→ **Your assignment**: Your answer must match the entries below word for word.

*** Opening of Provided data ***

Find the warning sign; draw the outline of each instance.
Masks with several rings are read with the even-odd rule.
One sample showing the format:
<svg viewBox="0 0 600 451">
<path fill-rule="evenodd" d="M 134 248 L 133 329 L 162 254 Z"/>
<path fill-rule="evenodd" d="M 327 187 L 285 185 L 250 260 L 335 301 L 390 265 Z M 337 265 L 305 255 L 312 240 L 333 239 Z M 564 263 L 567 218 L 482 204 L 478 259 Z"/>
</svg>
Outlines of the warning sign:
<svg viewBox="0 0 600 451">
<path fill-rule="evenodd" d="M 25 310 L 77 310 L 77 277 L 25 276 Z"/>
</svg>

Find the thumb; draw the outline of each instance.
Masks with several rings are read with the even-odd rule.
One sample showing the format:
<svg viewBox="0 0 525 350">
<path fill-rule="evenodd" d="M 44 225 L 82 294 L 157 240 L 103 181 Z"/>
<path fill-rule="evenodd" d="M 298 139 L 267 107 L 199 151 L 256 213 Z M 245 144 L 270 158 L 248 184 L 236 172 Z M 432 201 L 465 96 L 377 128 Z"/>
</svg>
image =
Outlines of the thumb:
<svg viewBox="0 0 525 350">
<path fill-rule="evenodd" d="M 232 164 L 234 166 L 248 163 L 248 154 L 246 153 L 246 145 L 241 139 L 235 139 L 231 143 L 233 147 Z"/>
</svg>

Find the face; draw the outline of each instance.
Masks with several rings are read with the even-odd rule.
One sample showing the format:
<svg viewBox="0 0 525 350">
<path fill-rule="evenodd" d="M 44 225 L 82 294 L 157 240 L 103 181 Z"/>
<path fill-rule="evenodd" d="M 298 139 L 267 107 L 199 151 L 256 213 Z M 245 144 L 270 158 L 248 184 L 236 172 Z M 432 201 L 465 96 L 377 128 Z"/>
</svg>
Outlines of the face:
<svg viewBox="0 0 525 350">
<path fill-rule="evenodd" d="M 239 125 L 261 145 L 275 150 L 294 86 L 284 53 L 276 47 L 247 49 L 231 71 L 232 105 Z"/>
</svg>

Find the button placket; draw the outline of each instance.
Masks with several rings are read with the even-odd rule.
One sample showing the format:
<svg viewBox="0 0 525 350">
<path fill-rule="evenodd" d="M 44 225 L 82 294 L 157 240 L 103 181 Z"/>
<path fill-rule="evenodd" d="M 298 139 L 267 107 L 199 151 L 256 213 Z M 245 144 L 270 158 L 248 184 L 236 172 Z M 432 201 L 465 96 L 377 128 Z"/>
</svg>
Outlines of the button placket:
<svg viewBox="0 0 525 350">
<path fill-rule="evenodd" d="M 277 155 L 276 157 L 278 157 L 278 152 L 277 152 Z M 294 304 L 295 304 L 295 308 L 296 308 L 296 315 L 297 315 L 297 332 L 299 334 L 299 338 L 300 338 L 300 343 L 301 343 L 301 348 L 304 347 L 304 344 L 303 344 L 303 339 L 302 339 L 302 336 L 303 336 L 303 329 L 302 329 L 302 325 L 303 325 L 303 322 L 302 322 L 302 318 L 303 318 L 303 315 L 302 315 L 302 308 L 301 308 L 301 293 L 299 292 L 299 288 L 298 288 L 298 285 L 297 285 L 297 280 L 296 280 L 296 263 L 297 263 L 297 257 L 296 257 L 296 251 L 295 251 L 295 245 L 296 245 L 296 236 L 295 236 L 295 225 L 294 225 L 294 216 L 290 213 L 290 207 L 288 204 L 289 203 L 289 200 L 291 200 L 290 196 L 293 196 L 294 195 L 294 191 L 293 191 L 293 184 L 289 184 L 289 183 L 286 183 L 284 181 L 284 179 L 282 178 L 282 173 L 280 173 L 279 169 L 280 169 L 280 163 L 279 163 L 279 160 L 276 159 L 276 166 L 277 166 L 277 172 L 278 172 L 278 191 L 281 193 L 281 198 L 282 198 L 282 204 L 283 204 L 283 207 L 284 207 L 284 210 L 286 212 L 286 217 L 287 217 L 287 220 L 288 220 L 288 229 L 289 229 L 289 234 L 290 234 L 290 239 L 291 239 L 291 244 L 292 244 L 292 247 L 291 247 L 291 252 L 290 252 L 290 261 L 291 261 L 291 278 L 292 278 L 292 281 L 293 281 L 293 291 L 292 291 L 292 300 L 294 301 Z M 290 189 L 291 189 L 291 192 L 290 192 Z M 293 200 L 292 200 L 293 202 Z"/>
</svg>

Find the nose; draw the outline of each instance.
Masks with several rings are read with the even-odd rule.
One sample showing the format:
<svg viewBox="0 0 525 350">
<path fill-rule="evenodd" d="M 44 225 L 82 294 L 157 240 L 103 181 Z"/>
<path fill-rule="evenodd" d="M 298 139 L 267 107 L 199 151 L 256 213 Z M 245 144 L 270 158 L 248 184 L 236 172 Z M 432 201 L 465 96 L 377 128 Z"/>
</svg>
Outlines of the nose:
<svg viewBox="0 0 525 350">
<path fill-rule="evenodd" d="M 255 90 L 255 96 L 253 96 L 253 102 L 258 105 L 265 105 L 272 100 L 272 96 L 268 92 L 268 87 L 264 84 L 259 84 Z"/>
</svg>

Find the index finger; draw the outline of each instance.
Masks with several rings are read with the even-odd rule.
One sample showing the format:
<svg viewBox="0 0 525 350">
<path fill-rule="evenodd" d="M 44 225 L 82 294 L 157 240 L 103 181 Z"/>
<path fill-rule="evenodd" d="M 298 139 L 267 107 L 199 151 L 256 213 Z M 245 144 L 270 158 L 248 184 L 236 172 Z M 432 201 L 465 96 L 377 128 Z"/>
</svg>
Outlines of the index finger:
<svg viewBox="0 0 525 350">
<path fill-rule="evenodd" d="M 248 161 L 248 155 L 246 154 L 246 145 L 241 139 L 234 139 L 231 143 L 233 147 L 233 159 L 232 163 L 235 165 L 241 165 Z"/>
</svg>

*** Close of Provided data ***

→ **Solution for this exercise**:
Find the warning sign; draw the outline of each instance.
Masks with several rings are read with the even-odd rule.
One sample showing the format:
<svg viewBox="0 0 600 451">
<path fill-rule="evenodd" d="M 134 248 L 133 329 L 162 254 Z"/>
<path fill-rule="evenodd" d="M 327 187 L 285 185 L 250 260 L 335 301 L 390 265 Z M 337 265 L 305 255 L 312 240 L 333 239 Z M 564 263 L 567 218 L 482 204 L 478 259 Z"/>
</svg>
Outlines of the warning sign:
<svg viewBox="0 0 600 451">
<path fill-rule="evenodd" d="M 25 310 L 77 310 L 77 277 L 25 276 Z"/>
</svg>

Find the thumb; draw the outline of each instance.
Masks with several rings are read with the even-odd rule.
One sample showing the format:
<svg viewBox="0 0 525 350">
<path fill-rule="evenodd" d="M 44 225 L 82 294 L 157 240 L 103 181 Z"/>
<path fill-rule="evenodd" d="M 298 139 L 267 107 L 199 151 L 256 213 Z M 245 144 L 270 158 L 248 184 L 236 172 Z M 432 201 L 465 96 L 377 128 Z"/>
</svg>
image =
Outlines of the thumb:
<svg viewBox="0 0 525 350">
<path fill-rule="evenodd" d="M 232 164 L 234 166 L 248 163 L 248 154 L 246 153 L 246 145 L 241 139 L 235 139 L 231 143 L 233 147 Z"/>
</svg>

Find the face; draw the outline of each instance.
Masks with several rings are read with the even-odd rule.
One sample showing the format:
<svg viewBox="0 0 525 350">
<path fill-rule="evenodd" d="M 44 225 L 82 294 L 157 240 L 103 181 Z"/>
<path fill-rule="evenodd" d="M 298 139 L 267 107 L 199 151 L 256 213 Z M 245 144 L 270 158 L 248 184 L 236 172 Z M 432 201 L 465 96 L 377 128 Z"/>
</svg>
Outlines of the face:
<svg viewBox="0 0 525 350">
<path fill-rule="evenodd" d="M 239 125 L 261 145 L 275 150 L 294 86 L 284 53 L 276 47 L 247 49 L 231 71 L 232 105 Z"/>
</svg>

Find the button placket; draw the outline of each instance.
Masks with several rings are read with the even-odd rule.
One sample showing the format:
<svg viewBox="0 0 525 350">
<path fill-rule="evenodd" d="M 44 225 L 82 294 L 157 240 L 103 181 Z"/>
<path fill-rule="evenodd" d="M 298 139 L 267 107 L 199 151 L 256 213 Z M 245 144 L 270 158 L 248 184 L 236 172 Z M 432 201 L 465 96 L 377 128 Z"/>
</svg>
Outlines of the button placket:
<svg viewBox="0 0 525 350">
<path fill-rule="evenodd" d="M 277 155 L 276 157 L 278 157 L 278 152 L 277 152 Z M 294 304 L 295 304 L 295 308 L 296 308 L 296 315 L 297 315 L 297 332 L 299 334 L 299 338 L 300 338 L 300 343 L 301 343 L 301 348 L 304 347 L 304 344 L 303 344 L 303 339 L 302 339 L 302 336 L 303 336 L 303 329 L 302 329 L 302 325 L 303 325 L 303 322 L 302 322 L 302 318 L 303 318 L 303 315 L 302 315 L 302 308 L 301 308 L 301 293 L 299 292 L 299 288 L 298 288 L 298 285 L 297 285 L 297 280 L 296 280 L 296 263 L 297 263 L 297 257 L 296 257 L 296 251 L 295 251 L 295 245 L 296 245 L 296 236 L 295 236 L 295 225 L 294 225 L 294 216 L 290 213 L 290 207 L 288 204 L 289 203 L 289 200 L 291 200 L 290 196 L 293 196 L 294 195 L 294 191 L 293 191 L 293 184 L 289 184 L 289 183 L 286 183 L 284 181 L 284 179 L 282 178 L 282 173 L 280 173 L 279 169 L 280 169 L 280 163 L 279 163 L 279 160 L 276 159 L 276 166 L 277 166 L 277 172 L 278 172 L 278 191 L 281 193 L 281 198 L 282 198 L 282 204 L 283 204 L 283 207 L 284 207 L 284 210 L 286 212 L 286 217 L 287 217 L 287 220 L 288 220 L 288 229 L 289 229 L 289 234 L 290 234 L 290 239 L 291 239 L 291 244 L 292 244 L 292 247 L 291 247 L 291 252 L 290 252 L 290 261 L 291 261 L 291 278 L 292 278 L 292 281 L 293 281 L 293 291 L 292 291 L 292 300 L 294 301 Z M 290 189 L 291 189 L 291 192 L 290 192 Z M 293 200 L 292 200 L 293 202 Z"/>
</svg>

Find the nose; draw the outline of each instance.
Masks with several rings are read with the even-odd rule.
One sample showing the format:
<svg viewBox="0 0 525 350">
<path fill-rule="evenodd" d="M 44 225 L 82 294 L 157 240 L 103 181 Z"/>
<path fill-rule="evenodd" d="M 298 139 L 267 107 L 199 151 L 256 213 Z M 245 144 L 270 158 L 248 184 L 236 172 Z M 432 201 L 465 96 L 377 128 Z"/>
</svg>
Outlines of the nose:
<svg viewBox="0 0 525 350">
<path fill-rule="evenodd" d="M 255 90 L 255 96 L 253 96 L 253 102 L 258 105 L 265 105 L 272 100 L 272 96 L 268 92 L 268 87 L 264 84 L 259 84 Z"/>
</svg>

Find the index finger; draw the outline of each instance.
Masks with several rings are read with the even-odd rule.
One sample showing the format:
<svg viewBox="0 0 525 350">
<path fill-rule="evenodd" d="M 44 225 L 82 294 L 157 240 L 103 181 Z"/>
<path fill-rule="evenodd" d="M 298 139 L 267 107 L 199 151 L 256 213 Z M 245 144 L 270 158 L 248 184 L 236 172 Z M 432 201 L 465 96 L 377 128 Z"/>
</svg>
Outlines of the index finger:
<svg viewBox="0 0 525 350">
<path fill-rule="evenodd" d="M 248 161 L 248 155 L 246 154 L 246 145 L 241 139 L 234 139 L 231 143 L 233 147 L 233 159 L 232 163 L 235 165 L 241 165 Z"/>
</svg>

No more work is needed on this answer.